[Records from a data collection]
###
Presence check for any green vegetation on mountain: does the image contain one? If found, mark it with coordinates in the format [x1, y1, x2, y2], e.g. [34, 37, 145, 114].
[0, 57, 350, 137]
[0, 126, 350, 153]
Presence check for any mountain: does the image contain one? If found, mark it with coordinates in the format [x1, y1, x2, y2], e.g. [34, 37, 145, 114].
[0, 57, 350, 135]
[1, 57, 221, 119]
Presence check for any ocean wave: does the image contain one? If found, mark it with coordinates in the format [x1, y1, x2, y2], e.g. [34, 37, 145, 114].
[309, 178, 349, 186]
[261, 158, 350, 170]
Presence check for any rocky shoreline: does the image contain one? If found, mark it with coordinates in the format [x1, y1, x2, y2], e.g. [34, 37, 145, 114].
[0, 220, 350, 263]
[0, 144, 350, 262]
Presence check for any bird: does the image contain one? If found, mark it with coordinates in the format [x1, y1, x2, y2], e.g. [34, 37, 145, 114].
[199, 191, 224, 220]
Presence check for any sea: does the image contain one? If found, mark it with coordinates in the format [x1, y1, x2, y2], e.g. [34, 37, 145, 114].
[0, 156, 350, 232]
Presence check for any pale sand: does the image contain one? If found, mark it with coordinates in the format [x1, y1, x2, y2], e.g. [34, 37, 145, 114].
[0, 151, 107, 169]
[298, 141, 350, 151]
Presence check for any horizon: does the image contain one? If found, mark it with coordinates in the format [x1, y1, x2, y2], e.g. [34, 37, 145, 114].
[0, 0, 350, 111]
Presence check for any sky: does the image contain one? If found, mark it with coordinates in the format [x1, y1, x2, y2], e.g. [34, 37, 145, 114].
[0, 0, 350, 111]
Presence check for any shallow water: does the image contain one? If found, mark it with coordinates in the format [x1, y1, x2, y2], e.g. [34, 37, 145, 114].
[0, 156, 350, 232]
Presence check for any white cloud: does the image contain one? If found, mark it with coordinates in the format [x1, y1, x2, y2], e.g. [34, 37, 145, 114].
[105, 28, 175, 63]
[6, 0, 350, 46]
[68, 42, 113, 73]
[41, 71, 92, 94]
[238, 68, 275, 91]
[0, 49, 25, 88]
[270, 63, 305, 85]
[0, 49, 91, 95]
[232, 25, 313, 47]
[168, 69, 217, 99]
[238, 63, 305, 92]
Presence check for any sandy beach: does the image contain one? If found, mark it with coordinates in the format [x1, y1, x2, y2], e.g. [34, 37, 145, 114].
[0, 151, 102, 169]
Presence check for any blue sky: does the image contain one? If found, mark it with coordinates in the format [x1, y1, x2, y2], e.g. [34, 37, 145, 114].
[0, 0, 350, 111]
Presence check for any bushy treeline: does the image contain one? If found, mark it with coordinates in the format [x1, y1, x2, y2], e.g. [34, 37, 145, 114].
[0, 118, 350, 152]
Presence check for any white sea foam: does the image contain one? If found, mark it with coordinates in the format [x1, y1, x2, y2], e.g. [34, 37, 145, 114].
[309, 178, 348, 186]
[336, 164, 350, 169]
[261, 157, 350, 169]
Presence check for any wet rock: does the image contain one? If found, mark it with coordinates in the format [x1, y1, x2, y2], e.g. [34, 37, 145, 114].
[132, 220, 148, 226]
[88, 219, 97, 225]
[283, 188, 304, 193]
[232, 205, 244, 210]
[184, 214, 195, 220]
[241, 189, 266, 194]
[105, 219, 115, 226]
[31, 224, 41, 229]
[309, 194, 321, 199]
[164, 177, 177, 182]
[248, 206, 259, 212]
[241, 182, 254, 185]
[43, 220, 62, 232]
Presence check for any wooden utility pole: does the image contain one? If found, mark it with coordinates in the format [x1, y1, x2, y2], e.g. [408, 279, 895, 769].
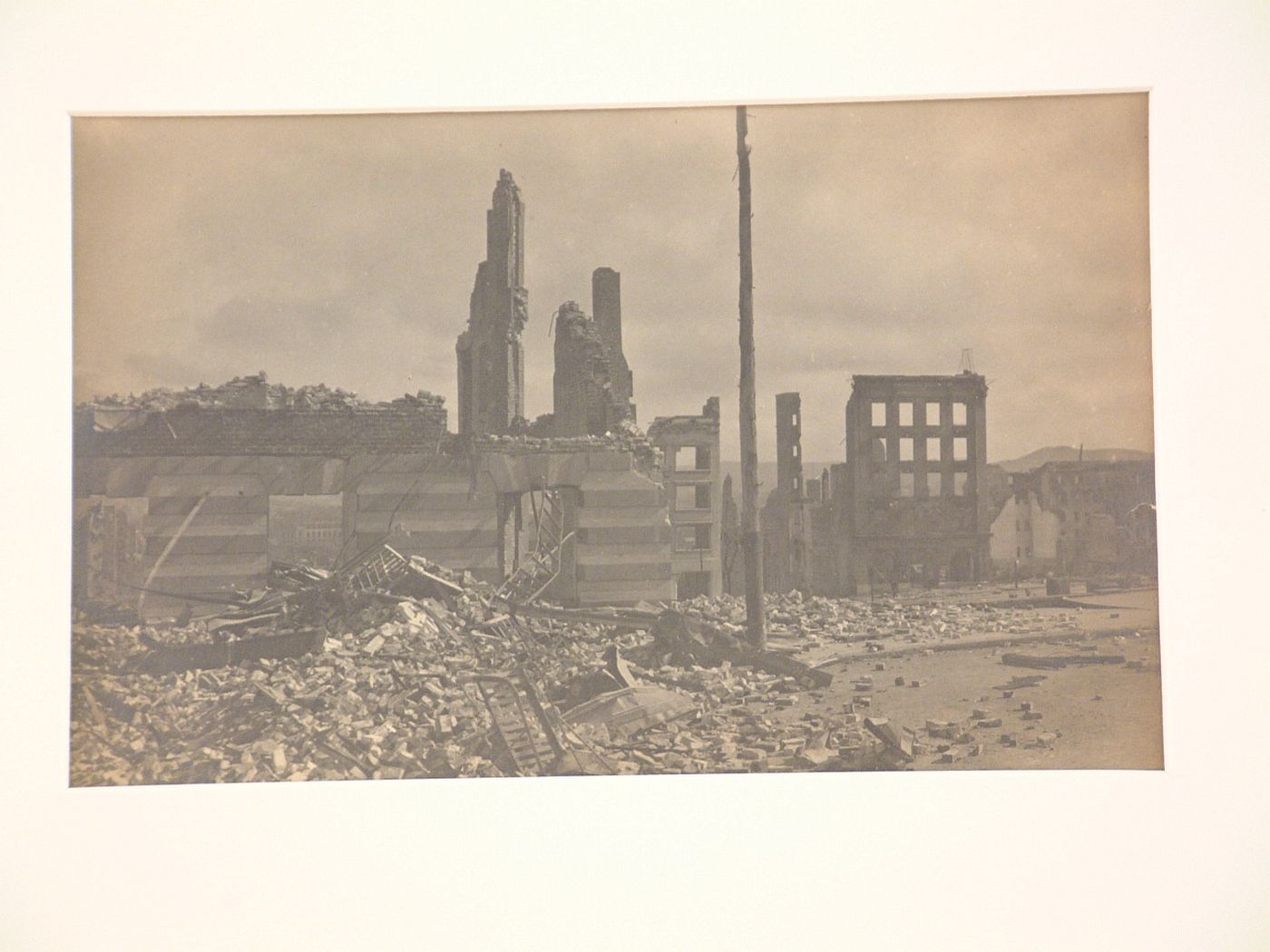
###
WHAT THE TASK REQUIRES
Output every line of the records above word for word, omitting the picture.

CORRECT ANSWER
Presence check for any green vegetation on mountain: does the image contain one? If found, mark it with coordinates in the format [x1, y1, x2, y2], e.g. [34, 37, 145, 114].
[0, 57, 350, 137]
[0, 126, 350, 153]
Presence check for any mountain: does the image contain one? If found, mark it with coordinates in the format [x1, y1, x2, y2], e.g. [34, 37, 145, 114].
[0, 57, 350, 135]
[1, 57, 221, 119]
Presence check for any ocean wave: does the image contain one? If found, mark it with coordinates in the format [x1, y1, x2, y2], e.g. [34, 37, 145, 114].
[309, 178, 349, 186]
[261, 158, 350, 170]
Presence check for any rocky shoreline: does the image contain one? If found, mark it with coordinates in the format [x1, y1, x2, y2], e.g. [34, 37, 145, 114].
[0, 220, 350, 263]
[0, 144, 350, 262]
Presence check for any bird: does the image contain one? If found, mark it with coordinates in the format [x1, y1, x2, y2], e.g. [34, 37, 145, 114].
[199, 191, 224, 220]
Presence check for any sea: does the image contain one? If found, mark it with coordinates in the format [x1, y1, x2, y2], e.g. [34, 37, 145, 114].
[0, 156, 350, 232]
Presence check for any pale sand: does the image contain one? If found, mark it with coordinates in the format [x1, y1, x2, y2], e.g. [34, 37, 145, 114].
[0, 151, 107, 169]
[298, 141, 350, 151]
Presence check for any horizon: does the image contain one? If found, mark it with coordinates in the format [x1, y1, x2, y2], e.g. [34, 37, 145, 114].
[0, 0, 350, 111]
Presence check for any sky: does the image contain one? If found, mark it with coordinates in the format [x1, y1, x2, y2], e.g. [34, 37, 145, 114].
[0, 0, 350, 111]
Presence check for any shallow water: does the image contain one? If found, mark it with coordinates in the format [x1, y1, x2, y2], e.g. [34, 37, 145, 114].
[0, 156, 350, 232]
Presence check for any white cloud: does the image contain one? If found, mark it with coordinates in the format [x1, y1, x2, y2], e.g. [34, 37, 145, 114].
[105, 28, 175, 63]
[6, 0, 350, 46]
[68, 42, 113, 73]
[41, 71, 92, 94]
[238, 68, 275, 91]
[0, 49, 25, 88]
[270, 63, 305, 85]
[0, 49, 91, 95]
[232, 25, 313, 47]
[168, 69, 217, 99]
[238, 63, 305, 92]
Presence check for any sandy beach: does the image contain one? If found, mark it with coordinates in the format [x1, y1, x2, y2], e.g. [34, 37, 145, 114].
[0, 151, 102, 169]
Presence check for any blue sky: does the image contain one? If found, mark it with coordinates in the format [x1, y1, x2, y2], e.g. [34, 37, 145, 114].
[0, 0, 350, 111]
Presence check for any bushy treeline: does the image contain one? If found, mark it with coordinates in the format [x1, y1, x2, y2], e.g. [34, 37, 145, 114].
[0, 118, 350, 152]
Presence check for any white sea foam: does the image contain one? If found, mark it with coordinates in the format [x1, y1, x2, y2], e.g. [34, 37, 145, 114].
[309, 178, 348, 186]
[336, 164, 350, 169]
[261, 157, 350, 169]
Presence check for any wet rock: does the image contain one? If found, mark it with coordinates in the format [x1, y1, x2, y2], e.g. [34, 37, 145, 114].
[132, 220, 148, 226]
[88, 219, 97, 225]
[283, 188, 304, 193]
[232, 205, 244, 210]
[184, 214, 195, 220]
[241, 189, 266, 194]
[105, 219, 115, 226]
[31, 224, 41, 229]
[309, 194, 321, 199]
[164, 177, 177, 182]
[248, 206, 259, 212]
[241, 182, 254, 185]
[43, 220, 62, 232]
Presence check for any wooden utility pole: does the image contain one? If found, mark it with coordinates in the format [x1, y1, x2, y2], e.g. [408, 279, 895, 769].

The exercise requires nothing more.